Problem:
Display every line in the records below that contains the string "tree". Case counts.

===== Dataset content

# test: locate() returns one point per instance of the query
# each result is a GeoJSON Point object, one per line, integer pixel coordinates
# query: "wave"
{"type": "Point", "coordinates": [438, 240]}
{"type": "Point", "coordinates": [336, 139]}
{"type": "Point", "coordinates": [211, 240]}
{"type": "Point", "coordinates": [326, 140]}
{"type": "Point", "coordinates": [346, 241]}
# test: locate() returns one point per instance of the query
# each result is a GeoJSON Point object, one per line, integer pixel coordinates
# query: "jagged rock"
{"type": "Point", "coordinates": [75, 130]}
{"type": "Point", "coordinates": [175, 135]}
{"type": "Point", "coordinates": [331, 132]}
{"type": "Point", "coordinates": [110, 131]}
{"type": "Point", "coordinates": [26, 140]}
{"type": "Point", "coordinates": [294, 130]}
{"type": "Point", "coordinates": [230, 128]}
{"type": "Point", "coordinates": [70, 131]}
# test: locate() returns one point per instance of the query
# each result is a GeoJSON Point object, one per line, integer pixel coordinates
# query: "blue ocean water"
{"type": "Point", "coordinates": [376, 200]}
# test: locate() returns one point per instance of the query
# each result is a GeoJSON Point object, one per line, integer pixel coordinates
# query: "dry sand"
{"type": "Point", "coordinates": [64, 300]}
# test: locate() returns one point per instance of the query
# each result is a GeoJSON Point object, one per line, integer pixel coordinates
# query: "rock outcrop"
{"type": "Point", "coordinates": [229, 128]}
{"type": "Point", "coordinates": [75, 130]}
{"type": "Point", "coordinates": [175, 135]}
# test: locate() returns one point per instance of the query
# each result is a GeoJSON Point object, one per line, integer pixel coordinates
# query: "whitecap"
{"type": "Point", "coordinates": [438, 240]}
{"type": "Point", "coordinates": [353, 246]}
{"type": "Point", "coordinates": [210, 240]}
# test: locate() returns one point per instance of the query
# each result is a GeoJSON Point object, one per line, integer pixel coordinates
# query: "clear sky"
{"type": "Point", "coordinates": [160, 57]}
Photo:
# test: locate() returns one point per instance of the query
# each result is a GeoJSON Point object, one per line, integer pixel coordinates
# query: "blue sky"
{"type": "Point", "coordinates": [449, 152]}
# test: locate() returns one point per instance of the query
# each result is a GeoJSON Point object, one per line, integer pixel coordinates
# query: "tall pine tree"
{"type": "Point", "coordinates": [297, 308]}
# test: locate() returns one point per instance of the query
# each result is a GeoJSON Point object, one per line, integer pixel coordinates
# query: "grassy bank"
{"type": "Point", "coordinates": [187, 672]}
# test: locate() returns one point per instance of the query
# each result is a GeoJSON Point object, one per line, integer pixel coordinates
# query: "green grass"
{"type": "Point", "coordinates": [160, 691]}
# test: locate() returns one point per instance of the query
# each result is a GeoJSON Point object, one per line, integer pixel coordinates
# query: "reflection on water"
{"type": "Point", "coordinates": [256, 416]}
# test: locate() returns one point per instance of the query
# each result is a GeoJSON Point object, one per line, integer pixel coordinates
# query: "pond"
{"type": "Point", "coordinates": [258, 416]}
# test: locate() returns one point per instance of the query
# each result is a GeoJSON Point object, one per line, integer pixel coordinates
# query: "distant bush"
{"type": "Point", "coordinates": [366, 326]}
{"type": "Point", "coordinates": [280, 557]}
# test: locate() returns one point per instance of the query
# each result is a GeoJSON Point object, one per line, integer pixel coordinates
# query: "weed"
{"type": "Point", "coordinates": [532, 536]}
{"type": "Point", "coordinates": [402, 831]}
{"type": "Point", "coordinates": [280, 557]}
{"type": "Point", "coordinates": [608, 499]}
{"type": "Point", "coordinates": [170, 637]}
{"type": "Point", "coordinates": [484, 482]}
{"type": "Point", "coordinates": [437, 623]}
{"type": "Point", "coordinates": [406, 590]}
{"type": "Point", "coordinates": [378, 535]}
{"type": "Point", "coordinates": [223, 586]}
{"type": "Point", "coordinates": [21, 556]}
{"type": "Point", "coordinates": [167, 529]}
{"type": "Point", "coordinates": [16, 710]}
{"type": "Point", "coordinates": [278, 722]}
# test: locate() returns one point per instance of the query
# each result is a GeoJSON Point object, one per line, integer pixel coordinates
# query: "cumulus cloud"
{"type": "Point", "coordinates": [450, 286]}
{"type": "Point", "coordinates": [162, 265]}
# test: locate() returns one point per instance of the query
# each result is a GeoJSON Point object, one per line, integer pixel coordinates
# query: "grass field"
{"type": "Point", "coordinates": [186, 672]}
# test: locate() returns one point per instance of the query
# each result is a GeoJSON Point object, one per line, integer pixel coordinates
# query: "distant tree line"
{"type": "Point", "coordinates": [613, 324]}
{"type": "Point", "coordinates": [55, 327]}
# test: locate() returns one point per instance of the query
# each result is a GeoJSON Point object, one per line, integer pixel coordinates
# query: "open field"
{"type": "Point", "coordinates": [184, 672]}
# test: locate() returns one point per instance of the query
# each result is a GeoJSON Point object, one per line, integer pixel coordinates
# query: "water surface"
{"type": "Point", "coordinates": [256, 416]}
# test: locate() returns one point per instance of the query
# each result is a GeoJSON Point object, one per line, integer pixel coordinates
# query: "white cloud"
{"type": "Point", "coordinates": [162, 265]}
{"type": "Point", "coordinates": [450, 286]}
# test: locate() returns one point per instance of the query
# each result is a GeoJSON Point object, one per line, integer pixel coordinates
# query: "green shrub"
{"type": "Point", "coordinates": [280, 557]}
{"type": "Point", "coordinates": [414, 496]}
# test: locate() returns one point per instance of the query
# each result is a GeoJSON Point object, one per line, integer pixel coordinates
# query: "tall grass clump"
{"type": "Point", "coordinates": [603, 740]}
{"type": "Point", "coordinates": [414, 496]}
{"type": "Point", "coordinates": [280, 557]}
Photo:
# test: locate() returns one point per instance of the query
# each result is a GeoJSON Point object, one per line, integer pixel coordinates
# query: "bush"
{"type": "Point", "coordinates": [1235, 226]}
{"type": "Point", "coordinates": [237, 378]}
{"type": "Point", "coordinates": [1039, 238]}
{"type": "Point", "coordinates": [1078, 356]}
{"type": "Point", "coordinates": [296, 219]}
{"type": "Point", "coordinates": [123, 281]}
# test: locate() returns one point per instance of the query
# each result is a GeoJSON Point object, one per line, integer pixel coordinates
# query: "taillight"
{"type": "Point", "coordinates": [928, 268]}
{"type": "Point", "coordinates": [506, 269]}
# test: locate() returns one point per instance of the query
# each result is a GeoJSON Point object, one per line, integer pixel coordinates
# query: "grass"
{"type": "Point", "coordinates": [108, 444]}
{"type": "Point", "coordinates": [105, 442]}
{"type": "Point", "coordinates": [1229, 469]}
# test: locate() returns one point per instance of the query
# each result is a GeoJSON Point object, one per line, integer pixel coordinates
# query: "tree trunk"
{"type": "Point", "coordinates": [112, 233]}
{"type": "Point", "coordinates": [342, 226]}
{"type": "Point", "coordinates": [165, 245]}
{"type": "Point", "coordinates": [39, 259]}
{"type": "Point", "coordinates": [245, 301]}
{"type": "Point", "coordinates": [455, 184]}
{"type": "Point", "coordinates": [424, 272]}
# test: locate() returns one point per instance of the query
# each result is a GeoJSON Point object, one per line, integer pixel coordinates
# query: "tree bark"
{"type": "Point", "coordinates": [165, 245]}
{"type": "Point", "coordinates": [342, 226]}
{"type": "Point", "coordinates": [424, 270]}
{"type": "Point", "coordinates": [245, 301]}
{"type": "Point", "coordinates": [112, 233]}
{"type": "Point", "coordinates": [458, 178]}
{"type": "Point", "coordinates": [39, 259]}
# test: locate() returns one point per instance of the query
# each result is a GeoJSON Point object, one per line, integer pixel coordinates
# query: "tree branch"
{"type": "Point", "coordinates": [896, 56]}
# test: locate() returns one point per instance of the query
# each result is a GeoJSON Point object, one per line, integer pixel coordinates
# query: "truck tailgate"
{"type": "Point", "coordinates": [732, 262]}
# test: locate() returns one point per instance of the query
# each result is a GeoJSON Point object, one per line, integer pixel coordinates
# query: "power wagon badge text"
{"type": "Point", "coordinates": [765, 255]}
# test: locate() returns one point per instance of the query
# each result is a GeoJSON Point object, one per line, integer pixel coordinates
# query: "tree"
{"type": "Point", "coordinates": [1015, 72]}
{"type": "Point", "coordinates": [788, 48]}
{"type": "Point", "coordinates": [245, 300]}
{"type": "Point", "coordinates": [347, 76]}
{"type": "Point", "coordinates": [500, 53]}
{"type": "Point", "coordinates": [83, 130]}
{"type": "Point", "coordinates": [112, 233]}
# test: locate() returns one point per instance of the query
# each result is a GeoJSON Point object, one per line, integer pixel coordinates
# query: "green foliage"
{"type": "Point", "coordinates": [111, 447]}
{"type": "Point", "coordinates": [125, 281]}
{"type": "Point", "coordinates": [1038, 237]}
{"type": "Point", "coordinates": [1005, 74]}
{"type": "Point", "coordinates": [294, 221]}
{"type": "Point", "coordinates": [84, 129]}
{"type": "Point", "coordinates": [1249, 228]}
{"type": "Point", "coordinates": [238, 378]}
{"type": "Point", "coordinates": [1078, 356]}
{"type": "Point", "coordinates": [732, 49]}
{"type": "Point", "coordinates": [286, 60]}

==========

Result for this exercise:
# query: "tall pine tree"
# query: "distant tree line"
# query: "tree trunk"
# query: "tree bark"
# query: "tree branch"
# query: "tree"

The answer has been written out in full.